#### MATERIAL TO PROCESS
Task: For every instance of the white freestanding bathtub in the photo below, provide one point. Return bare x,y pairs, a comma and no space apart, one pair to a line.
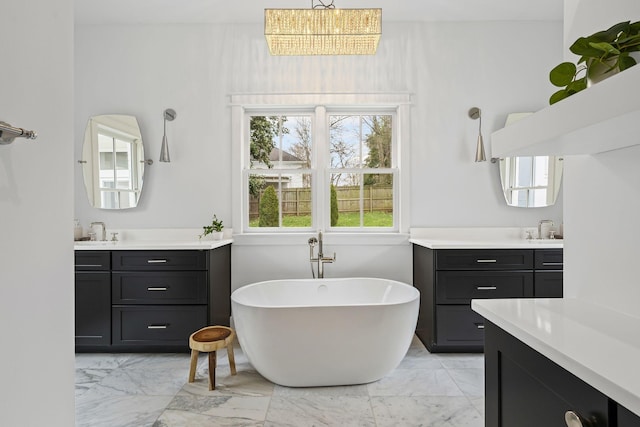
325,332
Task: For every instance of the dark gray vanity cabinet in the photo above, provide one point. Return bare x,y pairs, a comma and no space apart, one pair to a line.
548,264
157,298
448,279
524,388
92,299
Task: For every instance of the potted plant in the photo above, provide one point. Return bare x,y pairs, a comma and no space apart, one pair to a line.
602,54
215,229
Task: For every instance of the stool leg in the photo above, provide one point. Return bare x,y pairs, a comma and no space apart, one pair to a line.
194,364
232,359
212,370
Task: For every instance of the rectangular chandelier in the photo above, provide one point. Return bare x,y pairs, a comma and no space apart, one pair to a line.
322,31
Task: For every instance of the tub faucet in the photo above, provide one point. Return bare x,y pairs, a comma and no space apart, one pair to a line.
320,259
104,229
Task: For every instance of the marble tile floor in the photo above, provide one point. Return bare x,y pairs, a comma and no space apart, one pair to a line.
136,390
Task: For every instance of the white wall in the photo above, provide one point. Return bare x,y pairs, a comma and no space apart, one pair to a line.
448,67
602,195
36,208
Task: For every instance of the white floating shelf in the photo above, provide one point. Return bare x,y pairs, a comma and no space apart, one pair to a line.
603,117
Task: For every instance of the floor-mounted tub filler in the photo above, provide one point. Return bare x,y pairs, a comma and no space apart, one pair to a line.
325,332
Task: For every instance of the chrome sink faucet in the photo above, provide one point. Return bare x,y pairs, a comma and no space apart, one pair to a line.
320,259
544,226
104,230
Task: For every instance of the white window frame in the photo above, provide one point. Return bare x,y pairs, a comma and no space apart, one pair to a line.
321,106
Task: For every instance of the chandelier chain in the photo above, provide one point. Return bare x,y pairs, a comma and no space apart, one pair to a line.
322,4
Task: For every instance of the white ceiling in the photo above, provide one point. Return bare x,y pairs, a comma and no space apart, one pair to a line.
251,11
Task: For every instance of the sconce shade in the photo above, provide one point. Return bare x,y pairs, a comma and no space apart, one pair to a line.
327,31
476,114
164,151
170,115
480,156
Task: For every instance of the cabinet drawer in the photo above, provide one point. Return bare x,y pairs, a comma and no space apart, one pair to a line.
549,259
92,260
548,284
460,287
170,287
484,259
626,418
93,308
159,260
458,325
156,325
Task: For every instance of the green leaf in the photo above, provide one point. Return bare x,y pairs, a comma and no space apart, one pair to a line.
625,61
611,34
583,47
605,47
558,96
577,85
562,74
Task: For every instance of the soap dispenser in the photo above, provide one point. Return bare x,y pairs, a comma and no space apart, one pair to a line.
77,230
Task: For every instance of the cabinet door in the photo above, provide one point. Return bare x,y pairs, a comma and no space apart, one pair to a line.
549,259
526,389
548,284
93,308
458,328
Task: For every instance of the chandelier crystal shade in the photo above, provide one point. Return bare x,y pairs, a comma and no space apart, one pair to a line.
326,31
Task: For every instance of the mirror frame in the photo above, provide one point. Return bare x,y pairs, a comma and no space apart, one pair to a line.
122,129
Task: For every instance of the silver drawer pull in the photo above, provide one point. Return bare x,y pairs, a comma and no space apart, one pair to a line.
573,419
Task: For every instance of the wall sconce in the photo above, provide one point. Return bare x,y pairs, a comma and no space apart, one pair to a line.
169,114
475,113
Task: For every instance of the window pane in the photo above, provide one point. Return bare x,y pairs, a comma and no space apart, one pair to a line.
296,201
293,150
377,133
360,141
282,200
378,200
366,204
280,142
345,142
346,203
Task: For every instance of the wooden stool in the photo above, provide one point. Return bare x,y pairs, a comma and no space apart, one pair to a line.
210,339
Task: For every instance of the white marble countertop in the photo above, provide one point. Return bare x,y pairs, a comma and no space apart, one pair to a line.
487,243
480,238
597,344
150,245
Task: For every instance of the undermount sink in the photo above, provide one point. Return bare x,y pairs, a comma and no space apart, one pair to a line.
95,243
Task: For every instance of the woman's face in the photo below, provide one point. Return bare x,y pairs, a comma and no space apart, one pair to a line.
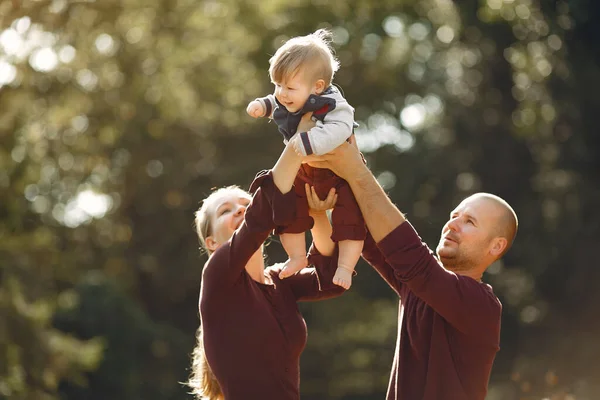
227,212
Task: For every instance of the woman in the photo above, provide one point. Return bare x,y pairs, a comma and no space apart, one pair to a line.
252,331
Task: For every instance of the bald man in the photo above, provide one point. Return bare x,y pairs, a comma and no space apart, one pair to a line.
449,320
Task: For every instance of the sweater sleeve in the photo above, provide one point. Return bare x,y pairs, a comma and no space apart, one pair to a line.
316,283
337,126
376,259
267,208
269,104
468,305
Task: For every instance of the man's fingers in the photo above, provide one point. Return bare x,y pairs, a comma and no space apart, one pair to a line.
331,198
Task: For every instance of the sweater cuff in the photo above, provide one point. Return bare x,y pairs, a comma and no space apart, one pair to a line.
404,236
325,267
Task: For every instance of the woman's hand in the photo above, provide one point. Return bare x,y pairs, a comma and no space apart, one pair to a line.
315,204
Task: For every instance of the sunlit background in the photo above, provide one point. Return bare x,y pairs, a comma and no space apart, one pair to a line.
117,119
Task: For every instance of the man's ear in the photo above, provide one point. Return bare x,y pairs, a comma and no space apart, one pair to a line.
320,86
498,246
211,243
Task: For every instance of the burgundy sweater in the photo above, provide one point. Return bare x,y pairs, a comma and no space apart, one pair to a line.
254,333
448,325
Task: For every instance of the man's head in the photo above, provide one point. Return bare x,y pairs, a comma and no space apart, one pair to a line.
302,66
480,230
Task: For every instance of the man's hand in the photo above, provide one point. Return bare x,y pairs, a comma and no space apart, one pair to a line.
345,160
255,109
315,204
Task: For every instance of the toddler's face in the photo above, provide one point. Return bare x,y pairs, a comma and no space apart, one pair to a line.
293,92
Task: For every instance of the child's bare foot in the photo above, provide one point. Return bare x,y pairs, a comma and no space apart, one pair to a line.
293,265
343,277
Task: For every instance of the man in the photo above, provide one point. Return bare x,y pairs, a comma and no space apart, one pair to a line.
449,321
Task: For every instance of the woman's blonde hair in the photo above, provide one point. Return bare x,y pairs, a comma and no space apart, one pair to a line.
202,381
204,215
313,52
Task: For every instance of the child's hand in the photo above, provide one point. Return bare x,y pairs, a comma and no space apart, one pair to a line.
255,109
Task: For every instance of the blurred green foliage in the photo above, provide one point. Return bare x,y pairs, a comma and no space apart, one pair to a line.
117,118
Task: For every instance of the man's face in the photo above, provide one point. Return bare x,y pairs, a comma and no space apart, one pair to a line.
466,238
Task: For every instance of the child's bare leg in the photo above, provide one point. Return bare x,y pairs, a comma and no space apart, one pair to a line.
349,254
295,246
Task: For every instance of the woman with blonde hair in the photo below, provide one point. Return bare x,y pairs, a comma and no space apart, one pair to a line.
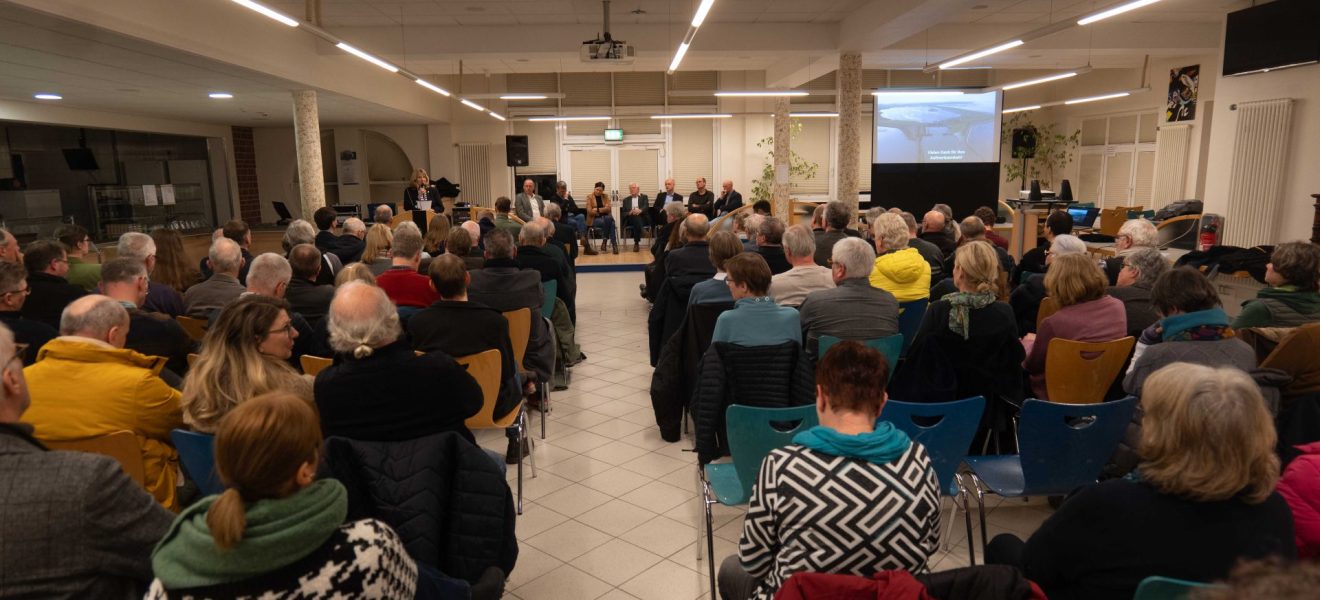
244,354
1085,313
1204,500
276,532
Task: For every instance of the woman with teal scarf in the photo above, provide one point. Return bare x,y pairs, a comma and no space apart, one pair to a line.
850,487
275,532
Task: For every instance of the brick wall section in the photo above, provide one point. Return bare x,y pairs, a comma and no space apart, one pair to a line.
244,158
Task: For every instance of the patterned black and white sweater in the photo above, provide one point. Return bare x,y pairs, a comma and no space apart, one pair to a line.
820,513
362,559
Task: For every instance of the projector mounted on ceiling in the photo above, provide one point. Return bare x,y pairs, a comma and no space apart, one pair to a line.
605,49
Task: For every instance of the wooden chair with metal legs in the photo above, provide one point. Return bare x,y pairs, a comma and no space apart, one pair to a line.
485,367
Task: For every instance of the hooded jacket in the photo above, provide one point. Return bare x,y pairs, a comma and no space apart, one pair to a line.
83,388
903,273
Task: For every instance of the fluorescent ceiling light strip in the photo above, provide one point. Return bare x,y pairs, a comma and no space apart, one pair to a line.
433,87
269,12
367,57
701,12
981,53
1039,81
1118,9
1106,96
718,115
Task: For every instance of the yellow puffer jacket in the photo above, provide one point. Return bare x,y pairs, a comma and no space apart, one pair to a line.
82,388
903,273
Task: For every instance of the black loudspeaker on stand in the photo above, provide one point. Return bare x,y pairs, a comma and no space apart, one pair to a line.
515,149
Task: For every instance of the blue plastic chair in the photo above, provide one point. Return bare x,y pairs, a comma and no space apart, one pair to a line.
1167,588
891,347
751,437
1063,447
945,441
197,452
910,319
549,289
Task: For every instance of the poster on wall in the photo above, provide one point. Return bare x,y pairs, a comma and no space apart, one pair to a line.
1183,85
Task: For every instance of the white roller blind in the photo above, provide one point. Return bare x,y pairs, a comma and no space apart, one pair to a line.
812,144
693,152
541,148
589,166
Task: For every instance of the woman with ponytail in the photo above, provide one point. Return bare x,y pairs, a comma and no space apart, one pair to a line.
275,532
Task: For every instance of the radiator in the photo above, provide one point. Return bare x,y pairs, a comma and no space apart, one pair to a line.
474,173
1255,180
1171,148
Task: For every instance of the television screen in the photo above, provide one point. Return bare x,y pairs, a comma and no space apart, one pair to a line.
923,127
1269,36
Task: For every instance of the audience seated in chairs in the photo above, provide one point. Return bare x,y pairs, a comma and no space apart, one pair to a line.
791,286
850,459
722,247
85,384
1291,298
966,344
244,354
1135,278
1085,313
770,239
853,309
226,260
401,282
1134,235
755,319
48,289
13,293
899,269
152,334
276,532
74,524
1205,497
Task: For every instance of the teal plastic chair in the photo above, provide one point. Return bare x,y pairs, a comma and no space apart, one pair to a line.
753,434
1164,588
891,347
549,290
197,454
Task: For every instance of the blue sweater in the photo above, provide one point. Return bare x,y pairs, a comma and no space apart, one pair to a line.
758,322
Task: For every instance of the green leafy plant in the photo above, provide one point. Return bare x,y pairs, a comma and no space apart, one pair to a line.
797,166
1054,150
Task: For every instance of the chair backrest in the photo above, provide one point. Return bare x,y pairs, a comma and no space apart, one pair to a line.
194,329
1166,588
1081,372
944,429
891,347
1065,446
519,332
755,431
910,319
197,454
549,290
1048,306
485,367
120,446
314,364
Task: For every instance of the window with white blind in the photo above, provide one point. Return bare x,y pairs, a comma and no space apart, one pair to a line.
541,148
693,152
813,145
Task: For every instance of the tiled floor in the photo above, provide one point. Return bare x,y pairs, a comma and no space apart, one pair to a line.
613,512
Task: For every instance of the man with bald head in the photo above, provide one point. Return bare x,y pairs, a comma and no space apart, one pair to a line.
########
**PROBLEM DESCRIPTION:** Take the line with "Task: For every instance of the chair" and all lines after it to the last line, and reproduce them exactly.

**ANSWER TO THIS TASK:**
Task: For every instance of the chair backrest in the photo above, provide one point. Return bare x,y pairs, a comma and no space apart, one pair to a line.
194,329
1166,588
1081,372
944,429
891,347
1065,446
519,332
755,431
910,319
197,454
549,290
1048,306
485,367
120,446
314,364
Task: For every instance of the window with white blind in the photo above, provide one point. Return bare x,y pairs, a comma and no space apart, one pair to a line.
541,148
693,152
813,145
Task: For every instance of the tiled floor in the photo above, provide one point. Return bare x,y pairs, a comma and no space apart, one pair to a line.
613,512
Task: For every instance of the man with bald head in the photo above, provide one point. Return bare x,y pairs, a comma and no space apart, one pair to a line.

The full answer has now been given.